PROBLEMS TO SOLVE:
(a) From the text on telemedicine practice below, extract the passage between "Listen, you do" and "have experienced it.", inclusive.
(b) Answer the following questions using the text on telemedicine practice below.
(i) Until what date and time is the course offered at $197?
(ii) In which state does the first commenter live and practice?
(iii) From which state to which state did the second commenter move?

READING TEXT:
========================

Listen, you do not need to be walked all over and held down in a restricted state. You can break free from the shackles placed around your wrists. The best way to do this is by opening your own business and/or practice. If you cannot move to an FPA state, then consider telemedicine if you want to open a medical practice. If you do not want to practice via telemedicine, then you need to seriously consider opening a business up outside of medicine. Be aware though, that practicing in one of these 25 states will reinvigorate your advanced practice to another level that you simply cannot fathom until you have experienced it.

The “How to Start a Telemedicine Practice” course is still on sale for $197 until 4/13/20 at 11:59 EST. After this the price will go up to $247 indefinitely. This course will teach you how to open a telemedicine practice in one of these FPA states. I guarantee it. Check out the course HERE if you are interested in taking that next step to financial and professional freedom.

12 Responses

  1. I love your gusto for moving forward and finding ways for us to practice to our full licensure and education, but I would like to see you really encourage people to practice within their formal education and professional certification. I currently live and practice in Texas, and I cannot tell you how many NP’s I have seen in trouble for working outside their certification and licensure! I would like to see a little “pay attention” to the professional and national guidance to the types of patients NP’s are caring for. Every day, I see primary care NP’s working in ER’s thinking they can put in chest tubes and central lines when it is not within their professional scope of practice and they are losing their licenses! Again, I love your entrepreneurship, but I want everyone taking part in your information to do it correctly! Until NP’s become experts in their licenses and certifications, we are putting our licenses on the line, and even more scary- people’s lives at stake when doing things we weren’t formally trained for or licensed to do! Remember, we can’t “train ourselves” above our licensure and certification!

    1. I agree with you. Do not do things outside of your scope of practice, but you can easily provide a multitude of services via telemedicine within your scope of practice!

  2. God, I couldn’t agree more with this! I used to live in GA and moved to CO a few years ago. Holy hell what a difference it made. I never thought about telemedicine though, that is brilliant!

========================

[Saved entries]
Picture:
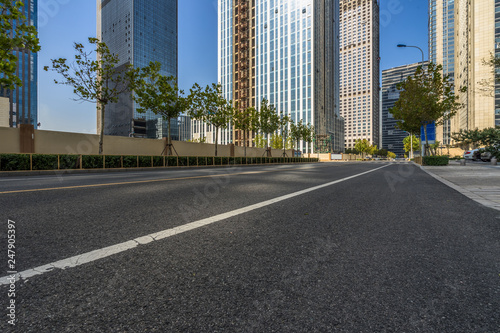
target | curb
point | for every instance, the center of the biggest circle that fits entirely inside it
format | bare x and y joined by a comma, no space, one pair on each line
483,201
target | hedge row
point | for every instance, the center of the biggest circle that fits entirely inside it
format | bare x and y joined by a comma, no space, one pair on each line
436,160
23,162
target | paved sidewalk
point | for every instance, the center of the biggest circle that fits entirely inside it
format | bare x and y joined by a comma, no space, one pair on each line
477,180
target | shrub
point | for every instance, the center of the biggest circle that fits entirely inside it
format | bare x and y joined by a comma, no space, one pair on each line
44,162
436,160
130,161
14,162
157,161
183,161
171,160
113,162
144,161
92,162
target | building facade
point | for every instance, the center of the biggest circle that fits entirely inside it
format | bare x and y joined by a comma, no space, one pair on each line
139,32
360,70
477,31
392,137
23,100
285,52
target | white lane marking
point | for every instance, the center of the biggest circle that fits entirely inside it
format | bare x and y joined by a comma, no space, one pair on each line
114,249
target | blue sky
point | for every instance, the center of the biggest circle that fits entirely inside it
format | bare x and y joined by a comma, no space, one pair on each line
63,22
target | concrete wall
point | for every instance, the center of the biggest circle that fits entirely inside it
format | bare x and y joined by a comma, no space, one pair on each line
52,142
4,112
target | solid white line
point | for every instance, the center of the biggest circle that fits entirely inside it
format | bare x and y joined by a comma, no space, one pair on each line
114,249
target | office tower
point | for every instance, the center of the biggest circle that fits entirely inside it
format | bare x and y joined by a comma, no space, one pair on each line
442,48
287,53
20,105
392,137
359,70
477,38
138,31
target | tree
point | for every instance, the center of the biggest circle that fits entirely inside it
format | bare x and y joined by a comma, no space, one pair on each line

========================

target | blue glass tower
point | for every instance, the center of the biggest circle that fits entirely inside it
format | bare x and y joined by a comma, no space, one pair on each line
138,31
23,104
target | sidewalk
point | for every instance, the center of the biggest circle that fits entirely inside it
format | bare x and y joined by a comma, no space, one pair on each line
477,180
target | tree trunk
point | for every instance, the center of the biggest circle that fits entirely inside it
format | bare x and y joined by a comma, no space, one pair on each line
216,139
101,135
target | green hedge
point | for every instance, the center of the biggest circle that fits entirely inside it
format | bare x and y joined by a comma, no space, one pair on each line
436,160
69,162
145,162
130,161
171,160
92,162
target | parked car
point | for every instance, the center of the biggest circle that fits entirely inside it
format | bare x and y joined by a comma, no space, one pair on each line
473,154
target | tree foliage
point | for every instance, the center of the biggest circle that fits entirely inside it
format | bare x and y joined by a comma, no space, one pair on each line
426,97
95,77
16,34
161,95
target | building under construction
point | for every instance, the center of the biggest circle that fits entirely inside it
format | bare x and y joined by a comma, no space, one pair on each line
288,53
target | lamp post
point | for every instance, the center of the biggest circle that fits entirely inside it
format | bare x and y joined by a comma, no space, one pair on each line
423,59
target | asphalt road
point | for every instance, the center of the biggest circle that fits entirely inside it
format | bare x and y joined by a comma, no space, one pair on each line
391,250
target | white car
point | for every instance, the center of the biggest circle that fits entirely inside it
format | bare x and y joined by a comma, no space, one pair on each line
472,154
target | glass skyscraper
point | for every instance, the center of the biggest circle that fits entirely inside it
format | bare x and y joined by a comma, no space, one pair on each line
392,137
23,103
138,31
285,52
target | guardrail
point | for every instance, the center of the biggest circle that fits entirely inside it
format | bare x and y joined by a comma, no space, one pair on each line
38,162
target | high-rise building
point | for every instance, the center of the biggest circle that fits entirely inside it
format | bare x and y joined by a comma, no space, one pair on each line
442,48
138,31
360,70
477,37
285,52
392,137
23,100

========================

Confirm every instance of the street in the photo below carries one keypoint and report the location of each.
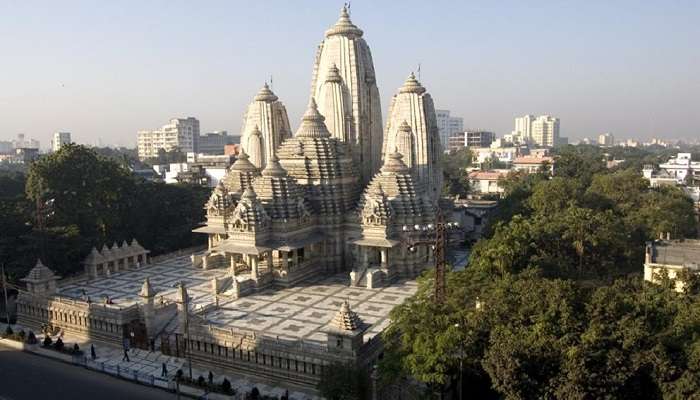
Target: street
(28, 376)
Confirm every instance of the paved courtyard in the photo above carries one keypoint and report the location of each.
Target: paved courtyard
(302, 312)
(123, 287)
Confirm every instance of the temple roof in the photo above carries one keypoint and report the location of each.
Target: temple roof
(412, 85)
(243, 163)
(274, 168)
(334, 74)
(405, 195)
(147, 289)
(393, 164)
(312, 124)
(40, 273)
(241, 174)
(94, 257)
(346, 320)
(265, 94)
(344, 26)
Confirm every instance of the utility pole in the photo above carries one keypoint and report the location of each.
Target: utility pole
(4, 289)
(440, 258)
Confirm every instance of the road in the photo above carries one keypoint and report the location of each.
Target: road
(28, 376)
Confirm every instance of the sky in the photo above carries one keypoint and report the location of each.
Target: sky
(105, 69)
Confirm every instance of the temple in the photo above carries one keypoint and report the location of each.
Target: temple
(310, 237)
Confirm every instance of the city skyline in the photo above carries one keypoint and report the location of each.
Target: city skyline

========================

TASK-BY-TASK ANSWERS:
(a)
Listen, you do not need to be walked all over and held down in a restricted state. You can break free from the shackles placed around your wrists. The best way to do this is by opening your own business and/or practice. If you cannot move to an FPA state, then consider telemedicine if you want to open a medical practice. If you do not want to practice via telemedicine, then you need to seriously consider opening a business up outside of medicine. Be aware though, that practicing in one of these 25 states will reinvigorate your advanced practice to another level that you simply cannot fathom until you have experienced it.

(b)
(i) Until 4/13/20 at 11:59 EST.
(ii) Texas.
(iii) From GA to CO.